Task instructions: Convert every line of the entries below into a Markdown table with the columns Row and Text, numbering each row and skipping blank lines.
+ + + + + + +
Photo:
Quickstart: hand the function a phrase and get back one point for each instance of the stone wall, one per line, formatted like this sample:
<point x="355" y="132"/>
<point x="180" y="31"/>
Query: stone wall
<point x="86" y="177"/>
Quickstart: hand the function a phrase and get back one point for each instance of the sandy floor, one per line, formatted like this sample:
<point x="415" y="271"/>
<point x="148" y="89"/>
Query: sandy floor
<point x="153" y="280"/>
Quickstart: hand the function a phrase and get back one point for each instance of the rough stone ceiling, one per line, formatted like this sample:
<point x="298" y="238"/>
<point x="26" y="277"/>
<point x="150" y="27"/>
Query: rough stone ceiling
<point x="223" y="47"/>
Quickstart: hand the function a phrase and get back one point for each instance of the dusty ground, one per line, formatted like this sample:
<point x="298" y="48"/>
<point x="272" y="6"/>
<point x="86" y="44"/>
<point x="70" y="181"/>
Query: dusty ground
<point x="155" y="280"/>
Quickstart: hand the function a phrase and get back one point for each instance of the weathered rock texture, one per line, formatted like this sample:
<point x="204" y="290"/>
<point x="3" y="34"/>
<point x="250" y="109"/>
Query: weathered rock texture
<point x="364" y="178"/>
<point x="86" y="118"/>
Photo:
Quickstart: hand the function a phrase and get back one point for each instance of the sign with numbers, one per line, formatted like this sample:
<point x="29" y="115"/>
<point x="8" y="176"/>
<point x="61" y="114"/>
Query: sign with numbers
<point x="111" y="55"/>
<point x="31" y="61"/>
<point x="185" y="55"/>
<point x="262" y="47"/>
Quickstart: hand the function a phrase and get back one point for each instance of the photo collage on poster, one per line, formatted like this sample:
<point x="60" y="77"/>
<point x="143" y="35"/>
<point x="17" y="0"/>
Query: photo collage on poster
+ + + + + + +
Solution:
| Row | Text |
|---|---|
| 1 | Photo: |
| 2 | Quickstart: hand the function a phrase and get back one point for each instance of the stone wall, one per line, formatted like this sample: |
| 3 | <point x="355" y="132"/> |
| 4 | <point x="180" y="31"/> |
| 5 | Query: stone wall |
| 6 | <point x="86" y="177"/> |
| 7 | Quickstart: hand the function a phrase and get back one point for each instance of the sandy floor, one per line, formatted like this sample: |
| 8 | <point x="415" y="271"/> |
| 9 | <point x="148" y="89"/> |
| 10 | Query: sandy floor |
| 11 | <point x="153" y="280"/> |
| 12 | Quickstart: hand the function a phrase and get back one point for each instance of the rough stone ceiling, one per line, formatted like this sample: |
| 13 | <point x="298" y="238"/> |
| 14 | <point x="26" y="277"/> |
| 15 | <point x="150" y="27"/> |
| 16 | Query: rough stone ceiling |
| 17 | <point x="223" y="47"/> |
| 18 | Quickstart: hand the function a phrase and get back one point for each instance of the dusty ground, one per line, formatted like this sample: |
| 19 | <point x="298" y="48"/> |
| 20 | <point x="272" y="6"/> |
| 21 | <point x="86" y="44"/> |
| 22 | <point x="70" y="181"/> |
| 23 | Query: dusty ground |
| 24 | <point x="155" y="280"/> |
| 25 | Quickstart: hand the function a phrase and get back one point for each instance of the weathered rock texture, one per line, formatted like this sample: |
| 26 | <point x="204" y="290"/> |
| 27 | <point x="3" y="34"/> |
| 28 | <point x="250" y="109"/> |
| 29 | Query: weathered rock texture |
| 30 | <point x="364" y="178"/> |
| 31 | <point x="86" y="118"/> |
| 32 | Photo: |
| 33 | Quickstart: hand the function a phrase and get back one point for each instance of the sign with numbers, one per line, formatted like this sample: |
| 34 | <point x="29" y="115"/> |
| 35 | <point x="8" y="176"/> |
| 36 | <point x="61" y="114"/> |
| 37 | Query: sign with numbers |
| 38 | <point x="111" y="55"/> |
| 39 | <point x="31" y="61"/> |
| 40 | <point x="185" y="55"/> |
| 41 | <point x="262" y="47"/> |
| 42 | Quickstart: hand the function a phrase and get back one point for each instance of the photo collage on poster, one per line, formatted like this sample: |
| 43 | <point x="60" y="77"/> |
| 44 | <point x="143" y="35"/> |
| 45 | <point x="17" y="0"/> |
| 46 | Query: photo collage on poster |